>> Start LISTING

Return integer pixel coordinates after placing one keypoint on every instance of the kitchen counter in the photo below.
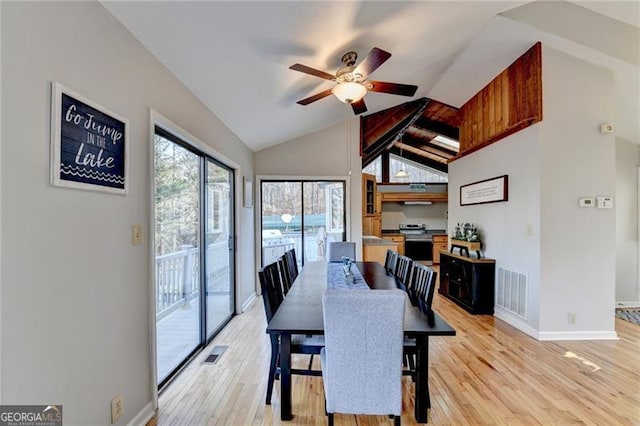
(375, 241)
(374, 249)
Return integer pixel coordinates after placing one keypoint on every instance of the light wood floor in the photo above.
(489, 374)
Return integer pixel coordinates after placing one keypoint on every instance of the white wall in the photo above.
(328, 152)
(504, 224)
(571, 255)
(626, 202)
(578, 245)
(75, 292)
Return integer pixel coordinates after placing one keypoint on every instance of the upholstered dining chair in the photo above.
(272, 296)
(390, 261)
(338, 249)
(403, 272)
(420, 291)
(362, 358)
(422, 286)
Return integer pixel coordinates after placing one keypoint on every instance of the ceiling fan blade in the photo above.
(372, 61)
(359, 107)
(312, 71)
(317, 96)
(393, 88)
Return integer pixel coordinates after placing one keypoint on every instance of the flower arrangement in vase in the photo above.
(466, 232)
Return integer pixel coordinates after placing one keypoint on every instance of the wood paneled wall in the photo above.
(509, 103)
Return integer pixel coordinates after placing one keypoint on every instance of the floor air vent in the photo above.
(513, 291)
(215, 354)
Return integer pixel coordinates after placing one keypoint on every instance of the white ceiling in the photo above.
(234, 56)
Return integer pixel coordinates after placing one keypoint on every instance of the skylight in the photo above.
(445, 140)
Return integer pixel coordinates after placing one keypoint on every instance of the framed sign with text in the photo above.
(485, 191)
(89, 144)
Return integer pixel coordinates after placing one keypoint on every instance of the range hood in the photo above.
(418, 203)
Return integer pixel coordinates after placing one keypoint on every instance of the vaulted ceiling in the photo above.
(235, 56)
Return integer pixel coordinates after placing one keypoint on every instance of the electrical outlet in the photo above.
(529, 230)
(136, 235)
(117, 408)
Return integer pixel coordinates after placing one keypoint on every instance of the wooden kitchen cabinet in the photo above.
(369, 191)
(398, 239)
(372, 225)
(371, 207)
(440, 242)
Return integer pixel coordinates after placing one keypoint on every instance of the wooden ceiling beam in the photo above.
(438, 127)
(422, 153)
(420, 159)
(379, 130)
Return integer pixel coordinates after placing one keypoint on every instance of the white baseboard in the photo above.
(577, 335)
(143, 416)
(627, 304)
(247, 303)
(553, 335)
(516, 322)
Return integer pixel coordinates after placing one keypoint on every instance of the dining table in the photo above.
(301, 313)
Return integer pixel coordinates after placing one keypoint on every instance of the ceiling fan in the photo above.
(352, 83)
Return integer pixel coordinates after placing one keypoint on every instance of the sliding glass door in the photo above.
(194, 268)
(219, 246)
(301, 214)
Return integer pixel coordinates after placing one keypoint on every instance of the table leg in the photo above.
(285, 376)
(423, 402)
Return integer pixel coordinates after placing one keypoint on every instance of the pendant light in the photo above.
(401, 173)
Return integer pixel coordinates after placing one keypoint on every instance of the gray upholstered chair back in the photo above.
(362, 358)
(337, 249)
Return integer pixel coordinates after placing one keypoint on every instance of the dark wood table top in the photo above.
(301, 310)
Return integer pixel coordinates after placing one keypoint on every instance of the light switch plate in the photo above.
(136, 235)
(587, 202)
(604, 202)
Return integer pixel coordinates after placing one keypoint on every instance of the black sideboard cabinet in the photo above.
(469, 282)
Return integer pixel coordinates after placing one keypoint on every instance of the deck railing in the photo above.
(177, 279)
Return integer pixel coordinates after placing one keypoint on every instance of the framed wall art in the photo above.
(485, 191)
(89, 144)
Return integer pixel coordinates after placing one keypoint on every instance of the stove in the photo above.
(413, 231)
(418, 240)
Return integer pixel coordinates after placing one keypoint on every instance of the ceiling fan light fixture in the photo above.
(349, 92)
(401, 174)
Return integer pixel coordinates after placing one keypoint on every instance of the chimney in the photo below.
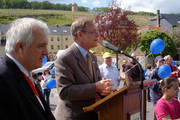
(158, 18)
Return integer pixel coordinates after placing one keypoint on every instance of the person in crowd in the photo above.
(25, 48)
(124, 65)
(76, 72)
(147, 77)
(168, 60)
(107, 70)
(44, 78)
(37, 81)
(168, 107)
(159, 60)
(132, 72)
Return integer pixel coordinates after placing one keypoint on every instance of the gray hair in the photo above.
(21, 31)
(79, 24)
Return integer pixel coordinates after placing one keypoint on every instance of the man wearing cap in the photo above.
(107, 70)
(159, 60)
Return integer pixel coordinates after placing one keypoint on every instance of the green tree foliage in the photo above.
(146, 38)
(24, 4)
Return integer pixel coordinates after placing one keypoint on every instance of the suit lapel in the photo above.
(82, 64)
(22, 84)
(94, 69)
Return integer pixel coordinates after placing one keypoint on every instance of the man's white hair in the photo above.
(21, 31)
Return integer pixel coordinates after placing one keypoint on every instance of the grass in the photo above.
(54, 17)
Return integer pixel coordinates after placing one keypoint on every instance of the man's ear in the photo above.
(79, 33)
(19, 47)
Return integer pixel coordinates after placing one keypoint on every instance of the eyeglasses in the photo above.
(93, 32)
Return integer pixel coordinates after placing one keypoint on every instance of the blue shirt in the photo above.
(110, 72)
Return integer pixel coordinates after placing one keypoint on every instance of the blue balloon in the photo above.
(44, 60)
(144, 73)
(53, 70)
(157, 46)
(164, 71)
(51, 83)
(174, 63)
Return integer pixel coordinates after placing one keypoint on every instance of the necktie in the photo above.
(89, 59)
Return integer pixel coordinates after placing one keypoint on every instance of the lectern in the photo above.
(123, 104)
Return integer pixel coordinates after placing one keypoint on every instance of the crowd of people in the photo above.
(79, 79)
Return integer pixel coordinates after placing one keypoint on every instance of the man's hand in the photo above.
(104, 87)
(119, 79)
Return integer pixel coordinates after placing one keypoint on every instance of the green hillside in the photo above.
(54, 17)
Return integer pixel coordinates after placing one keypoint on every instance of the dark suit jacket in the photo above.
(18, 101)
(75, 85)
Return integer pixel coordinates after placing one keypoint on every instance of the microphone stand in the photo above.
(141, 83)
(117, 50)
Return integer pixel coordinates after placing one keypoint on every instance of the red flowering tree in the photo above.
(115, 27)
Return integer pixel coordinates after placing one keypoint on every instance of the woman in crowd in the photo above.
(45, 76)
(168, 107)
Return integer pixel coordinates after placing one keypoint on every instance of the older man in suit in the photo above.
(77, 83)
(25, 48)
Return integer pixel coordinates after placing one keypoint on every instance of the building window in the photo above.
(58, 39)
(58, 46)
(52, 38)
(52, 47)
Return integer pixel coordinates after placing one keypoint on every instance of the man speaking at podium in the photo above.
(77, 74)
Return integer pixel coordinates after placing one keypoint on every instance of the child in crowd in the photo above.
(44, 78)
(168, 107)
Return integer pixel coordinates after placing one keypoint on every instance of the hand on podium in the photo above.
(104, 87)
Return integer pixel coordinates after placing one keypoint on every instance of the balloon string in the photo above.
(137, 64)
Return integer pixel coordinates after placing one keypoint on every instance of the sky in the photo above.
(165, 6)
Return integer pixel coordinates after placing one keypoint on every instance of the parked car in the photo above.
(48, 65)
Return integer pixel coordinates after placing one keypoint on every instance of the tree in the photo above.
(146, 38)
(115, 27)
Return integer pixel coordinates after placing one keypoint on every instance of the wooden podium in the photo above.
(123, 104)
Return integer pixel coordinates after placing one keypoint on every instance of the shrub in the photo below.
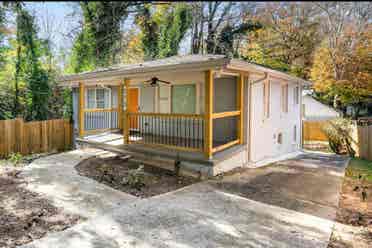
(338, 132)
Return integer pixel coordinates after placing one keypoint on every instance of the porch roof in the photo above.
(185, 62)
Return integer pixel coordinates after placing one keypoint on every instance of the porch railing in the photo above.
(181, 131)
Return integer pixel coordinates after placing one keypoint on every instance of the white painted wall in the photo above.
(264, 133)
(315, 110)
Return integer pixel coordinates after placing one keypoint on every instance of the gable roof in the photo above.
(194, 61)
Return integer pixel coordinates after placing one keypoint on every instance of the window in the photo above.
(98, 98)
(280, 138)
(296, 93)
(184, 99)
(285, 98)
(266, 99)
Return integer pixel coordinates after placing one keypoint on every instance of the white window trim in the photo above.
(266, 89)
(169, 101)
(196, 96)
(95, 98)
(284, 88)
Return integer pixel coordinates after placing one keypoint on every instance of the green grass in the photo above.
(358, 167)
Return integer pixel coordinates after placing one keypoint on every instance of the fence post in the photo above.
(19, 133)
(208, 112)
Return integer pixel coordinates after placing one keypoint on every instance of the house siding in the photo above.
(265, 131)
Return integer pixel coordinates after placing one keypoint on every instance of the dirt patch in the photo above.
(24, 215)
(353, 210)
(114, 172)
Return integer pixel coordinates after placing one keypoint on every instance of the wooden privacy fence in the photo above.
(361, 136)
(312, 131)
(364, 145)
(34, 137)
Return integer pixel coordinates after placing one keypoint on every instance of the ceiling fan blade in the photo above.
(166, 82)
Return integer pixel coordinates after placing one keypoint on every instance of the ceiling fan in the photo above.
(154, 81)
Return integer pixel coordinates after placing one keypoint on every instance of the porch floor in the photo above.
(115, 139)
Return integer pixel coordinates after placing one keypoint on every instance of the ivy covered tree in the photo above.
(28, 67)
(99, 42)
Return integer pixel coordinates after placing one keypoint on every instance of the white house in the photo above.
(203, 112)
(314, 110)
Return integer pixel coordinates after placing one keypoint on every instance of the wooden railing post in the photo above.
(81, 108)
(126, 115)
(239, 105)
(120, 105)
(208, 114)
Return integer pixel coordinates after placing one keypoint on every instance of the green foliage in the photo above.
(173, 25)
(228, 34)
(29, 68)
(339, 136)
(83, 53)
(15, 158)
(135, 178)
(163, 28)
(359, 168)
(99, 41)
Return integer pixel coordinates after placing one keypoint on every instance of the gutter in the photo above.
(139, 71)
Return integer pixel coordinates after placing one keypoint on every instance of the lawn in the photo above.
(354, 209)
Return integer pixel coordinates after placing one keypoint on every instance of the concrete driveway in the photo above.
(288, 204)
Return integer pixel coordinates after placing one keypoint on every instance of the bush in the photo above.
(338, 132)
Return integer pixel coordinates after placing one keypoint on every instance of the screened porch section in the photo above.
(204, 117)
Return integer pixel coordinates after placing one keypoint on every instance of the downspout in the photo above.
(250, 113)
(301, 116)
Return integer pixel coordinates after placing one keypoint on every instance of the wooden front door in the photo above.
(133, 107)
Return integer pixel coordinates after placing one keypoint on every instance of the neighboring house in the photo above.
(314, 110)
(216, 114)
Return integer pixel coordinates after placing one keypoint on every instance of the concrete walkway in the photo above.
(56, 178)
(212, 214)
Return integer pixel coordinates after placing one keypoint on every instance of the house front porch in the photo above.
(189, 163)
(179, 117)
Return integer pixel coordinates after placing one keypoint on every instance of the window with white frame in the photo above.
(98, 98)
(183, 98)
(266, 98)
(284, 98)
(296, 95)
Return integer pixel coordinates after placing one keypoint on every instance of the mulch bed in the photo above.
(24, 215)
(114, 172)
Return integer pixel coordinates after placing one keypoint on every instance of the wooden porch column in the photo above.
(81, 108)
(239, 105)
(120, 105)
(126, 115)
(208, 114)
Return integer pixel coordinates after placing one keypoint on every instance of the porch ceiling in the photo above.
(143, 70)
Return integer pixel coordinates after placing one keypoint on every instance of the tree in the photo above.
(288, 39)
(99, 41)
(218, 26)
(342, 67)
(28, 67)
(355, 86)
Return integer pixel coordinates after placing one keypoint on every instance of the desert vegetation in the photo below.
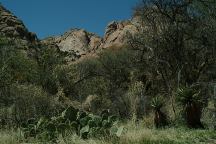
(159, 88)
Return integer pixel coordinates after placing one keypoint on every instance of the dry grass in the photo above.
(134, 134)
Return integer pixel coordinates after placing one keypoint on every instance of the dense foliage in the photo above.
(168, 70)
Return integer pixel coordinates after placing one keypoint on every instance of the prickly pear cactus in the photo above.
(70, 113)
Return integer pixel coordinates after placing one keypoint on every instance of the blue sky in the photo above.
(54, 17)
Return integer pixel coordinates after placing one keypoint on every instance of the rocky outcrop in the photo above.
(117, 33)
(76, 43)
(11, 26)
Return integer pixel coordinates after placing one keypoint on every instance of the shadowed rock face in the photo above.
(75, 43)
(117, 33)
(11, 26)
(78, 42)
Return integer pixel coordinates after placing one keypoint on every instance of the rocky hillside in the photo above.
(76, 42)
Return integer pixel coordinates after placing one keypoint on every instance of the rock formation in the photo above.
(75, 43)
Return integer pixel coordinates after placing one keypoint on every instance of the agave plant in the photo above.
(192, 103)
(160, 118)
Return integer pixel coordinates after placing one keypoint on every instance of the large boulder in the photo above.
(76, 43)
(118, 33)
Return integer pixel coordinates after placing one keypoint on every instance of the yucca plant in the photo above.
(160, 118)
(192, 103)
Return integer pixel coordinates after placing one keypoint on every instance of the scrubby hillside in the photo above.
(150, 79)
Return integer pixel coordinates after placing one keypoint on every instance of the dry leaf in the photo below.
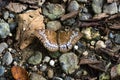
(19, 73)
(28, 23)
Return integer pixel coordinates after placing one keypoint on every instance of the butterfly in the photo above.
(61, 40)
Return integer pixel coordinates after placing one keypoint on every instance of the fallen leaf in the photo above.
(19, 73)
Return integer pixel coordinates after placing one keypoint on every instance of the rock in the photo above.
(16, 7)
(35, 58)
(2, 70)
(50, 73)
(57, 78)
(35, 76)
(84, 16)
(43, 67)
(31, 1)
(110, 8)
(100, 44)
(46, 59)
(52, 63)
(117, 38)
(97, 6)
(54, 25)
(82, 0)
(6, 15)
(73, 6)
(13, 26)
(3, 45)
(4, 30)
(53, 11)
(68, 62)
(7, 58)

>> End LISTING

> _GOAL OF THE EXERCISE_: Can you transcribe word for word the stretch from the line that contains "leaf in the photo below." through the end of the items, omitting the pictures?

> _CORRECT RESULT_:
Return integer pixel coordinates after placing one keypoint on every instance of the dry leaf in the photo below.
(19, 73)
(28, 23)
Return integer pixel coordinates after placing one keypoint on every instance of the butterfly in the photo above.
(61, 40)
Return integer pixel coordinates after placing one keypoint on every instance of the fallen leaf in the photo above.
(19, 73)
Return integer pixel coordinates after placing one keypoint on every instance of the rock in the photo above.
(16, 7)
(35, 58)
(2, 70)
(50, 73)
(57, 78)
(35, 76)
(84, 16)
(43, 67)
(31, 1)
(110, 8)
(100, 44)
(46, 59)
(52, 63)
(117, 38)
(97, 6)
(54, 25)
(82, 0)
(6, 15)
(73, 6)
(13, 26)
(3, 45)
(4, 30)
(53, 11)
(68, 62)
(7, 58)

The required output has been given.